----- DATASET RECORDS -----

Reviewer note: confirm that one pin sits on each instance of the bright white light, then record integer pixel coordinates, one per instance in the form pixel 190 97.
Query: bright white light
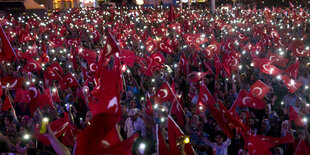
pixel 45 119
pixel 162 119
pixel 305 120
pixel 155 106
pixel 26 136
pixel 142 148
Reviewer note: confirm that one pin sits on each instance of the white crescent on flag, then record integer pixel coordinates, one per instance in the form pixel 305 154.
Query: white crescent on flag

-----

§ WHAT YOU WILL DO: In the copy, no picture may appear; the records themselves must be output exactly.

§ ANSWER BOX:
Reviewer note: confirm that one pin sits on each instance of the bright white light, then record integer pixel coordinates, one per instance in the form pixel 190 97.
Query: bright white light
pixel 45 119
pixel 162 119
pixel 305 120
pixel 155 106
pixel 26 136
pixel 142 148
Reviewer note: confirm that one pin sits on each instance of the white crescent on flag, then record integer pixel coordinates, one per instance in the form pixel 305 154.
Query: white crescent on flag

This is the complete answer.